= What the task asks =
Reproduce the records exactly, beginning with their first line and ending with the line that contains "of the window.", and output nothing more.
=== Records for the task ===
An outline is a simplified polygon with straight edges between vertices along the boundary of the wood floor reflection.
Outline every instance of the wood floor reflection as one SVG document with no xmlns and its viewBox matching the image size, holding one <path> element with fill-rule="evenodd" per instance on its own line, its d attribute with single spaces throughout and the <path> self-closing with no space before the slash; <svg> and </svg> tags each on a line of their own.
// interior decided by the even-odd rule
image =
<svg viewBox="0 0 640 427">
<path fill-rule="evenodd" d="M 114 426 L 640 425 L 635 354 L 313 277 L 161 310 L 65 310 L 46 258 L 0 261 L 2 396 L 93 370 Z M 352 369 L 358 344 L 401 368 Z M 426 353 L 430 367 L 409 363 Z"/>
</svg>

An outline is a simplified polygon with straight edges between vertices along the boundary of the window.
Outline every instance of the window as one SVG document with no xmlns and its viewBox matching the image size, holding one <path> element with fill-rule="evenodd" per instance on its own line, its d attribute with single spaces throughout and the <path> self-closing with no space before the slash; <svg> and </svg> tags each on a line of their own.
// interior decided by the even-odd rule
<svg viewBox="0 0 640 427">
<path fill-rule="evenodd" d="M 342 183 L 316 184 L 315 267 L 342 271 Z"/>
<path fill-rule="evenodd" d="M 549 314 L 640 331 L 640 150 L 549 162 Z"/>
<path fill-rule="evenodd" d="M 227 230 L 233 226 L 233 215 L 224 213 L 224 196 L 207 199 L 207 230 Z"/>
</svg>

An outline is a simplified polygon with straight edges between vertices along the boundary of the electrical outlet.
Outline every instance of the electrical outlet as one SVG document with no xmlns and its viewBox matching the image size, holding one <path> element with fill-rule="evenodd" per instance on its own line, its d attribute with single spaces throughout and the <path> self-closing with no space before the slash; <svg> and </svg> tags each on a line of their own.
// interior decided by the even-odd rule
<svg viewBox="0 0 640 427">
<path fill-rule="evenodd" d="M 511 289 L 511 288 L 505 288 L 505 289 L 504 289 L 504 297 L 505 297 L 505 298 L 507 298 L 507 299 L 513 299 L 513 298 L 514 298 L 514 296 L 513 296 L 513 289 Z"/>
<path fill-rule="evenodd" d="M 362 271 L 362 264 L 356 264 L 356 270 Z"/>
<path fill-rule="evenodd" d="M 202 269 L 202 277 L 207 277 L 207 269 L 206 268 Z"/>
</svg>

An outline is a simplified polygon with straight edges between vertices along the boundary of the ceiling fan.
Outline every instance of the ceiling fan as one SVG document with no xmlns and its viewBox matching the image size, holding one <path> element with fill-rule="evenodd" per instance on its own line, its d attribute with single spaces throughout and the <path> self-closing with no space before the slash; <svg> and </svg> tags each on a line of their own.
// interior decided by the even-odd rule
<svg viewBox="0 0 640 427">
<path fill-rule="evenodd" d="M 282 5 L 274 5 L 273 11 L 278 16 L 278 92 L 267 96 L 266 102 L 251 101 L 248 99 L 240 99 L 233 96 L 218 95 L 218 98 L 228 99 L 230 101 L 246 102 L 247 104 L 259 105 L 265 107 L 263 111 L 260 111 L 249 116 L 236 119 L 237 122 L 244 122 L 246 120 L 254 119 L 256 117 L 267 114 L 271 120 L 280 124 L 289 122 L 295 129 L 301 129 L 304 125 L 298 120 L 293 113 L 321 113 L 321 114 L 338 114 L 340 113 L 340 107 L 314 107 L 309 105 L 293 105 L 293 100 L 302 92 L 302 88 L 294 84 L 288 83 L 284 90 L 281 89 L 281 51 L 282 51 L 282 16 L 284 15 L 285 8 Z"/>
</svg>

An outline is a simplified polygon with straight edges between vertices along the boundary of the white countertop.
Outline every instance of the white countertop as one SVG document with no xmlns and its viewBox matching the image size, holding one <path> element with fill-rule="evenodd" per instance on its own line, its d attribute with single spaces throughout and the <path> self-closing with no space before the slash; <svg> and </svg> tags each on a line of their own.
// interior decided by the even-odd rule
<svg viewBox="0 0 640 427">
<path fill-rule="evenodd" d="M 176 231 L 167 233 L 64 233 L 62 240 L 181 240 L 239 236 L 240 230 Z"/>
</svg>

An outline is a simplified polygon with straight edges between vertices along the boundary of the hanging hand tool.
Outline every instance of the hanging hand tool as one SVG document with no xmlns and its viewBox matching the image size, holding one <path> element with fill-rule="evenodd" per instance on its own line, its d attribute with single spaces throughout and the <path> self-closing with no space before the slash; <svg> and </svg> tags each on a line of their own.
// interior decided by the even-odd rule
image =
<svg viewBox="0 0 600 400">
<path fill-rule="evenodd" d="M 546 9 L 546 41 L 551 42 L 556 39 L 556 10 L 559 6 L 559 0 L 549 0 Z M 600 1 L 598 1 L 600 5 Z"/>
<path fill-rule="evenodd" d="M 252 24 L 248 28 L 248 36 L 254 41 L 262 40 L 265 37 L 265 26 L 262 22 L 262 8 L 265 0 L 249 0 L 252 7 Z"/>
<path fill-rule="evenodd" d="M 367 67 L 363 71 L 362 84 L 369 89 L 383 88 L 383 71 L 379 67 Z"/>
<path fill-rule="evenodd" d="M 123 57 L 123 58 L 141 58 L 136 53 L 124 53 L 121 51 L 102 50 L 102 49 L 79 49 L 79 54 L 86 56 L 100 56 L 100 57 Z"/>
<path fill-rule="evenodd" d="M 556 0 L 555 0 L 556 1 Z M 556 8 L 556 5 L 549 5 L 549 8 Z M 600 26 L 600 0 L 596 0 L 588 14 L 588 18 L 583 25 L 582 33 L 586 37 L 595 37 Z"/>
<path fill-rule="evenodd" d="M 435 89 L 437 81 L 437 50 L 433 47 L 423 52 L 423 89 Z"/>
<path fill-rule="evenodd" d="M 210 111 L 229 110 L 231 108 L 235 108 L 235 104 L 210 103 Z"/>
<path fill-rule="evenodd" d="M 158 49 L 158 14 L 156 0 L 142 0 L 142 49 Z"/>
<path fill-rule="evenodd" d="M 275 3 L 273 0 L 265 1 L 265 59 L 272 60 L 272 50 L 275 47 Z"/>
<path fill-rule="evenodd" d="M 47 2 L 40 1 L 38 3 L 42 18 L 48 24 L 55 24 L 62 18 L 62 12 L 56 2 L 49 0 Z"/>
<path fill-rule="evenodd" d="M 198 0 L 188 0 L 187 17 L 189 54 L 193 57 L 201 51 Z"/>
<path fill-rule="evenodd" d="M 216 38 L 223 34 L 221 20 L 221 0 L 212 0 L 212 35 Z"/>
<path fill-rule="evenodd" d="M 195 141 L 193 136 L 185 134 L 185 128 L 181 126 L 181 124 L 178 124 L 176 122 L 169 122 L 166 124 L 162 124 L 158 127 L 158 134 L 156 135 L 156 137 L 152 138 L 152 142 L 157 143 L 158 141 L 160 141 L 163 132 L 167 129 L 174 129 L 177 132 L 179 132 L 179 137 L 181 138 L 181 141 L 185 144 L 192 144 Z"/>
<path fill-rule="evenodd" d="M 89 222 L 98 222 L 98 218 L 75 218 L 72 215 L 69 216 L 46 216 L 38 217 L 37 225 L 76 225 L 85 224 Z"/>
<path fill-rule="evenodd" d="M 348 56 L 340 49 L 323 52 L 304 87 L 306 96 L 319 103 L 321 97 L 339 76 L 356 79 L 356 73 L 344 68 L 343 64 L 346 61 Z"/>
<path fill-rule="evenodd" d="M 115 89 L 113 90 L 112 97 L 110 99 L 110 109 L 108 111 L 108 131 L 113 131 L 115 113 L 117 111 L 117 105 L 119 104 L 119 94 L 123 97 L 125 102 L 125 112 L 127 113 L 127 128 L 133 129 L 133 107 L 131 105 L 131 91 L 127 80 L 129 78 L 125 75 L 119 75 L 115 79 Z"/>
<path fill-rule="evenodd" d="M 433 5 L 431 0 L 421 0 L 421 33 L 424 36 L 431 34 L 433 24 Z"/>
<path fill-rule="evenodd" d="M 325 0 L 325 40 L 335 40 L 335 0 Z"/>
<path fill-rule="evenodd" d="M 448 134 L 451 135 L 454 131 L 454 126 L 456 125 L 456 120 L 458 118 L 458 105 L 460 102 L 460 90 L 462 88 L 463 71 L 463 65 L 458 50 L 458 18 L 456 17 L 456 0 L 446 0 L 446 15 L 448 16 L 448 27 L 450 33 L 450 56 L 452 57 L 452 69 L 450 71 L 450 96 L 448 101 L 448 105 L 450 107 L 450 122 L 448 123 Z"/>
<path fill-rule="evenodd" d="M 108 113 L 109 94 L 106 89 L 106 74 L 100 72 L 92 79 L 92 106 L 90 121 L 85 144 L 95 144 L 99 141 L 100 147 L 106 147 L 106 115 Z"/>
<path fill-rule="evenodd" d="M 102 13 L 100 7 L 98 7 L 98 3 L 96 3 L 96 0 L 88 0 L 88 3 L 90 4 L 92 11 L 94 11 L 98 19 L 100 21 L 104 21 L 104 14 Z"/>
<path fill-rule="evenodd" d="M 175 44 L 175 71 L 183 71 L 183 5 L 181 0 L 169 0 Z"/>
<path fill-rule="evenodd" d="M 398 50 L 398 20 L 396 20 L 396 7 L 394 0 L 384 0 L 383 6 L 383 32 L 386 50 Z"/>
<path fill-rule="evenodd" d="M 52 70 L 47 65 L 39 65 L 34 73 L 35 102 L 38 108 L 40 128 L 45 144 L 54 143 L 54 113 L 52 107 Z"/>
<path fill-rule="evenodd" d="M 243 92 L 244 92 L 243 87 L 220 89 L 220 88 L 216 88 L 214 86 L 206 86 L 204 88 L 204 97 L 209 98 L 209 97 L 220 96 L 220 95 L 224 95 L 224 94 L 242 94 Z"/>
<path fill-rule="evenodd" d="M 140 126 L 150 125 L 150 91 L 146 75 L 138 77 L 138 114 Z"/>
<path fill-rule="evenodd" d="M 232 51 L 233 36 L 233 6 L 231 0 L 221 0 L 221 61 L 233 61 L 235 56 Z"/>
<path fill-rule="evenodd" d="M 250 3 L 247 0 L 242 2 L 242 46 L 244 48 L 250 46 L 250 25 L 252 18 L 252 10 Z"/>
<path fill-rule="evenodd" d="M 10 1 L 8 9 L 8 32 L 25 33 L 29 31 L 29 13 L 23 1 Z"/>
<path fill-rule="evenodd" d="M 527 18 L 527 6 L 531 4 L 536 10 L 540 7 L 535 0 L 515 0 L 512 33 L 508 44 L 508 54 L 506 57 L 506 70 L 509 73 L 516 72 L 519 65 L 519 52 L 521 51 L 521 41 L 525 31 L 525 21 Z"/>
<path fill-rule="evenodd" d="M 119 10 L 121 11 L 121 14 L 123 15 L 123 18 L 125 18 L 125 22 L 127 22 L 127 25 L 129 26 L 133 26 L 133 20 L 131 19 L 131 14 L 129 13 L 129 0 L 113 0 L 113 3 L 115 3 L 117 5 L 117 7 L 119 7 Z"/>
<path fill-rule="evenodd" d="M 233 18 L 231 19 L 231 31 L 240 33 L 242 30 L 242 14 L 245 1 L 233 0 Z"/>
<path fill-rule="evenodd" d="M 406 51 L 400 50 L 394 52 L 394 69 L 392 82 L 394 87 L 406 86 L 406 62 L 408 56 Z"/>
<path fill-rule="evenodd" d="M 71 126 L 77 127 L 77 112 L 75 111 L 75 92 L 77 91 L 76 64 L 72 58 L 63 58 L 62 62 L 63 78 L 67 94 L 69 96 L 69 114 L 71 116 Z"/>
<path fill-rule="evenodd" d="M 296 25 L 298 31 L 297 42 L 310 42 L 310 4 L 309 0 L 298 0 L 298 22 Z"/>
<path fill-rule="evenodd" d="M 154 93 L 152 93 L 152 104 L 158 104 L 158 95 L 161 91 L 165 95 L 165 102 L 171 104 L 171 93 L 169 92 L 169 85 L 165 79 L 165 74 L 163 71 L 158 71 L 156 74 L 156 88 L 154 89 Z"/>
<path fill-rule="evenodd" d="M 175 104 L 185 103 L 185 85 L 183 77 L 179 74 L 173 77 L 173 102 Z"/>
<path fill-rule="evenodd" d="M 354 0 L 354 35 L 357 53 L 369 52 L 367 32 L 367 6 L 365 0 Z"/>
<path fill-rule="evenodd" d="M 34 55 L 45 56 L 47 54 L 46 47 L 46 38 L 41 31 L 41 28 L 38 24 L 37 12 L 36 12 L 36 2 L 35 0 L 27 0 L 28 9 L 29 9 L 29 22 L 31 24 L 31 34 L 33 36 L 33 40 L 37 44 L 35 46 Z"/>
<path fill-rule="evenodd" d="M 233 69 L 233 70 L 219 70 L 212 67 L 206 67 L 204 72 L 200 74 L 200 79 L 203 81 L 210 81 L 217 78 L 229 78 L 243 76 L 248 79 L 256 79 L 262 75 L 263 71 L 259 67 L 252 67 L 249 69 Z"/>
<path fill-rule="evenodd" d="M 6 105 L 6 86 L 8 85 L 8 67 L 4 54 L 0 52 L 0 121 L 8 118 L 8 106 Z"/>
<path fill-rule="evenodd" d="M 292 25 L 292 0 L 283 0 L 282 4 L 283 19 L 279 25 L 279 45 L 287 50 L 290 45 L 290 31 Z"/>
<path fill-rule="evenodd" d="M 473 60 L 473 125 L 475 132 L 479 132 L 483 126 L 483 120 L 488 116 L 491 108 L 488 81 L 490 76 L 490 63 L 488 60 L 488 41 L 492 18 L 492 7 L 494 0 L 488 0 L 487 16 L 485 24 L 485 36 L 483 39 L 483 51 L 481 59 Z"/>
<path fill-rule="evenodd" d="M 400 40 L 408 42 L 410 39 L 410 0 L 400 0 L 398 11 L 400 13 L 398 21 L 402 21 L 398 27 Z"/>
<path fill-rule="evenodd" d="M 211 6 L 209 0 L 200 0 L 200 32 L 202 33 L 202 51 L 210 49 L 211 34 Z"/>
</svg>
===
= Response to the exercise =
An outline is a simplified polygon with straight edges between vertices along the boundary of the wood floor reflection.
Outline every instance of the wood floor reflection as one SVG document with no xmlns and its viewBox matching the image size, holding one <path> element with fill-rule="evenodd" per instance on its own line, its d attribute with single spaces throughout and the <path> self-closing with no space before the slash; <svg> and </svg> tags each on a line of their own.
// interior decided by the even-odd rule
image =
<svg viewBox="0 0 640 427">
<path fill-rule="evenodd" d="M 114 426 L 640 425 L 635 354 L 313 277 L 161 310 L 65 310 L 46 258 L 0 261 L 2 396 L 93 370 Z M 352 369 L 358 344 L 401 368 Z M 426 353 L 430 367 L 409 363 Z"/>
</svg>

An outline is a simplified polygon with straight edges between vertices along the boundary of the window.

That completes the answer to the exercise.